§ YOUR INSTRUCTIONS: Extend the text on managing hidradenitis suppurativa odor from the point where it stops, writing the next several sentences in the same voice.

§ EXERCISE TEXT:
5 Ways Real People Manage Hidradenitis Suppurativa Odor From Flare-Ups
It can take a lot of trial and error to manage the hidradenitis suppurativa smell associated with flare-ups. The chronic skin condition causes painful bumps (generally in areas where the skin rubs together, like your groin and underarm regions) that can become inflamed and burst open, releasing pus, according to the Mayo Clinic. Not only is this physically uncomfortable, but the fluid may have an odor that makes some people feel self-conscious. On top of that, you may find that antiperspirants and deodorants irritate your skin, which can make it difficult to manage body odor. So we asked individuals with hidradenitis suppurativa for tips on how they deal with this common challenge. Oftentimes, people try their best to reduce flare-ups, but there are ways to manage odor directly when you do get bumps.
1. Identify your hidradenitis suppurativa triggers.

§ DATA FOR ANALYSIS:
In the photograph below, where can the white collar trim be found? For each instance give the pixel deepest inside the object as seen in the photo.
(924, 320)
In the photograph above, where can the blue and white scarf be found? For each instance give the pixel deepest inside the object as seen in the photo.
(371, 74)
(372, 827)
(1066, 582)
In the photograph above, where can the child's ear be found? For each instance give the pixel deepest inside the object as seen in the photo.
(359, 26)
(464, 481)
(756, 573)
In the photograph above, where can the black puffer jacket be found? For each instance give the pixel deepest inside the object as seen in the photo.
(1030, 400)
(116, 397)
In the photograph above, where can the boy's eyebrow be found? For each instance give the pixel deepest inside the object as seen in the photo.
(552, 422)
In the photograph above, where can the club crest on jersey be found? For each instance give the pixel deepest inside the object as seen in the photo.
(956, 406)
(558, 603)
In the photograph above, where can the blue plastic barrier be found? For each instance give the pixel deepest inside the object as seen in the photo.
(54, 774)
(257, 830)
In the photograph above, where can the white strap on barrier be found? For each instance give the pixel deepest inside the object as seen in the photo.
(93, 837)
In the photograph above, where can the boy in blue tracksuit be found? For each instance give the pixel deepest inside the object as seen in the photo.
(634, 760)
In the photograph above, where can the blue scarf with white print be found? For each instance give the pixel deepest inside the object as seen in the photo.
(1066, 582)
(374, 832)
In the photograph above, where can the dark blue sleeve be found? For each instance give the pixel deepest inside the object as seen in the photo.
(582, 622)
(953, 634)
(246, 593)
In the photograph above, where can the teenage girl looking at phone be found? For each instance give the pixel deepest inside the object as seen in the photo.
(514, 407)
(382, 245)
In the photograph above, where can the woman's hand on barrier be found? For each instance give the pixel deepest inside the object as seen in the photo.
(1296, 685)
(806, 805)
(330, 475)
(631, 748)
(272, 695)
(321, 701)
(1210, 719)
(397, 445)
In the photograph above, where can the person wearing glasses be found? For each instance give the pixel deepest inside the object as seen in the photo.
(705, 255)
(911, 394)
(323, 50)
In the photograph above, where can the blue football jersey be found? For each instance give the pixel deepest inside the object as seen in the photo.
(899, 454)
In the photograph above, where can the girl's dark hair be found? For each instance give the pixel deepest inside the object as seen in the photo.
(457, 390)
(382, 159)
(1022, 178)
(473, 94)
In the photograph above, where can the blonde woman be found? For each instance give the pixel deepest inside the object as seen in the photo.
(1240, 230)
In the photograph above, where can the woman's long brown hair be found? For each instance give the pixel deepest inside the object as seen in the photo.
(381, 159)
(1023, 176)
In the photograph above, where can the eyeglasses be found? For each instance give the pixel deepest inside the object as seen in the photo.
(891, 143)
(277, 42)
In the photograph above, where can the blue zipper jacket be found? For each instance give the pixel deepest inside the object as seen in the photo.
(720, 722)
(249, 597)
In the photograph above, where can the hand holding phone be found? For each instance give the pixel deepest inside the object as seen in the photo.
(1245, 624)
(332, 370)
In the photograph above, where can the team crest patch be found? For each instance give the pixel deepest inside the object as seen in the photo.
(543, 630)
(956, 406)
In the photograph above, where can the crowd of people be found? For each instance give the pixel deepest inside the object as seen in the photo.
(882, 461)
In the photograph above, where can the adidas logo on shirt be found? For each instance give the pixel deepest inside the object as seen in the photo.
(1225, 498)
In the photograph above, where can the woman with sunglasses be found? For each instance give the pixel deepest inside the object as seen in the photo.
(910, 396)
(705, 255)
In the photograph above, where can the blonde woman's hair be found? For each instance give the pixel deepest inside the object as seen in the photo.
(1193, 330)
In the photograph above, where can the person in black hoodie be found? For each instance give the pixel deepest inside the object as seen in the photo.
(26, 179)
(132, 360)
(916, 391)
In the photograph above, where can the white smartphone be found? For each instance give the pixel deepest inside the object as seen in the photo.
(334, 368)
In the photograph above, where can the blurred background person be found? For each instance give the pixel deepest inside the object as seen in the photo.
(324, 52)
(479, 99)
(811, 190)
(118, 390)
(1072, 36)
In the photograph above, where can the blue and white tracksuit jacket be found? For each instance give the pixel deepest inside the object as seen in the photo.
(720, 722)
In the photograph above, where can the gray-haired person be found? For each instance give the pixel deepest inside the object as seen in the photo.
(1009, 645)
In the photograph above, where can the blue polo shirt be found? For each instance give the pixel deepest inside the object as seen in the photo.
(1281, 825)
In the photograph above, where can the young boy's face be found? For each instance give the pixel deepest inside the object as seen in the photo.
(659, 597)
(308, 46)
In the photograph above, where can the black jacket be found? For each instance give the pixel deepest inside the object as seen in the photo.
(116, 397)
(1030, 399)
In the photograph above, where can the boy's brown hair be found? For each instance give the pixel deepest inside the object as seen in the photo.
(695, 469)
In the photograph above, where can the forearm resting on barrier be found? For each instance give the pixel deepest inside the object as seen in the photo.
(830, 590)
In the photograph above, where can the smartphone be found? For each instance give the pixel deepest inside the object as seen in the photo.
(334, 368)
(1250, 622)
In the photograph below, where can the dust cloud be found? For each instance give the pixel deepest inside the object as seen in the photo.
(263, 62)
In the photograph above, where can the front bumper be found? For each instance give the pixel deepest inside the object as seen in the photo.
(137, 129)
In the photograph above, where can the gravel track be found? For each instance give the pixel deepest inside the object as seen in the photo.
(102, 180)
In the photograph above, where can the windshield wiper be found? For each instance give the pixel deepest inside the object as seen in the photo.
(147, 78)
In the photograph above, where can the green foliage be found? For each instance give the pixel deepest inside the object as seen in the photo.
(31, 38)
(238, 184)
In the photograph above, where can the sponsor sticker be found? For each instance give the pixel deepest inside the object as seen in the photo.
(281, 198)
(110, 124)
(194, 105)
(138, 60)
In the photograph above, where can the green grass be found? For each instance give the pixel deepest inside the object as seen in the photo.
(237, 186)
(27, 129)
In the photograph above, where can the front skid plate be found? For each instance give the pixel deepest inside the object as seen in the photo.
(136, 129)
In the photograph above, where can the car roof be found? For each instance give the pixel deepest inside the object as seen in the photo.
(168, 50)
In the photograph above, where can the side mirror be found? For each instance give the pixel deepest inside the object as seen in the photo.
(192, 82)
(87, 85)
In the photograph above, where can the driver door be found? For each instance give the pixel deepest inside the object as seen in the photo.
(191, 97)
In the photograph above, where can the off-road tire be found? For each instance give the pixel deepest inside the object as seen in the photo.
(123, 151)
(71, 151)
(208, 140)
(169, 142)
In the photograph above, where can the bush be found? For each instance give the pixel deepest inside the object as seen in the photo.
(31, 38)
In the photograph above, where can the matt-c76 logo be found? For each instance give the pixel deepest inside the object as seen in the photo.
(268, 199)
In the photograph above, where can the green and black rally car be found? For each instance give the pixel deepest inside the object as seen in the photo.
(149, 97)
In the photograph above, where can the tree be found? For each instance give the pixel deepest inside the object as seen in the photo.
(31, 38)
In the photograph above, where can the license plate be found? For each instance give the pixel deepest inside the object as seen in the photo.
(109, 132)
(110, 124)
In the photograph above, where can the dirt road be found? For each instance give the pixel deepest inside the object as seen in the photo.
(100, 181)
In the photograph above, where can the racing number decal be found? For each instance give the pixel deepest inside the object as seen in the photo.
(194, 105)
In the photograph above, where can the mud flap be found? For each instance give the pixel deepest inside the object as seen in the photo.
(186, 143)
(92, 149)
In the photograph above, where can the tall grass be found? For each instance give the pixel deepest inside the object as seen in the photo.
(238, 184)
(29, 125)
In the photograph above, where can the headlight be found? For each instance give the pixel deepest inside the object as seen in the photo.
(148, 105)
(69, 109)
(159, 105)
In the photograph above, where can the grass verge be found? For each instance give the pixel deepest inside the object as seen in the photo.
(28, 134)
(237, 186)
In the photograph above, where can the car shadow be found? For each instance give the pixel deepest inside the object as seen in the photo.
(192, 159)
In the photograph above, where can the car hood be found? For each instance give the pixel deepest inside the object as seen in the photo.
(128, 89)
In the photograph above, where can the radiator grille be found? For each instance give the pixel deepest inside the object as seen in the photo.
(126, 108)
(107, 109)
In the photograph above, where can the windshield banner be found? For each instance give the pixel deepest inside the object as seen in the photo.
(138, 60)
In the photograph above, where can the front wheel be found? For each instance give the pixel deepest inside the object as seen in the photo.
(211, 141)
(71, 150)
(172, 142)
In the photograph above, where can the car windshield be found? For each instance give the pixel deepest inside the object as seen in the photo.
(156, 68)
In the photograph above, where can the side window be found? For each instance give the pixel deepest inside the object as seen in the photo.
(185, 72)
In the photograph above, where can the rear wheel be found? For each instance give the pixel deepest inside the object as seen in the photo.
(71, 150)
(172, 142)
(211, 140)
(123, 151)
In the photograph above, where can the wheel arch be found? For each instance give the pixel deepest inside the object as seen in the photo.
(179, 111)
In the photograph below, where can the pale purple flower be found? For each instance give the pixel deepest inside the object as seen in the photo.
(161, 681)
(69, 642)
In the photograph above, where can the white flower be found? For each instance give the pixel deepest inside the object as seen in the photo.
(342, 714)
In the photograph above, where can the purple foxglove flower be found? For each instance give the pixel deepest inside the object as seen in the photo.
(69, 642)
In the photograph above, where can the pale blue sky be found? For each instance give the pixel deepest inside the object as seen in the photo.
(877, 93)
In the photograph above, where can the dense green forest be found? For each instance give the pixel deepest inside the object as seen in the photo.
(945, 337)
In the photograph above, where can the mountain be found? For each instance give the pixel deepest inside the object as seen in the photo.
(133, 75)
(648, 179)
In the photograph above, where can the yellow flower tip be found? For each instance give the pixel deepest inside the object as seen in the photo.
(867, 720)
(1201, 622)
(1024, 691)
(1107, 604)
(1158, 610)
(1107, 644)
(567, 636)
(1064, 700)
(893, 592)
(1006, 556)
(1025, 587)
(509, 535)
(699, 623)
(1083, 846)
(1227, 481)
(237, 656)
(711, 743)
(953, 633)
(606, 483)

§ REPLY TO THE EXERCISE:
Unfortunately, there isn’t a universal list of triggers that you can monitor to reduce flare-ups, but stress, heat, perspiration, and hormonal changes during menstruation commonly make symptoms worse, according to the National Organization for Rare Disorders. For some people, certain food groups or ingredients may trigger bumps, according to the Mayo Clinic. For example, Annai I., 37, says she experiences fewer flare-ups when she follows a mostly anti-inflammatory, plant-based diet that includes some fish. And when she does have symptoms, Annai’s bumps are typically less severe and don’t burst open. “I went from being in pain 85% of the time to being in pain 45% of the time,” she tells SELF. That said, no specific diet can cure hidradenitis suppurativa, according to the Mayo Clinic. (If you’re interested in making dietary changes to see if it helps your hidradenitis suppurativa, it’s a good idea to talk to your doctor about the best way to do this.)
Tracking your symptoms and lifestyle habits can help you identify triggers. Here are some things to monitor in your journal:
- How often you experience flare-ups.
- The dates of your menstrual cycle.
- What you eat and drink.
- How often you smoke (if at all).
- Your stress levels.
- The weather, particularly warmer temperatures.
2. Use soap that doesn’t aggravate your skin.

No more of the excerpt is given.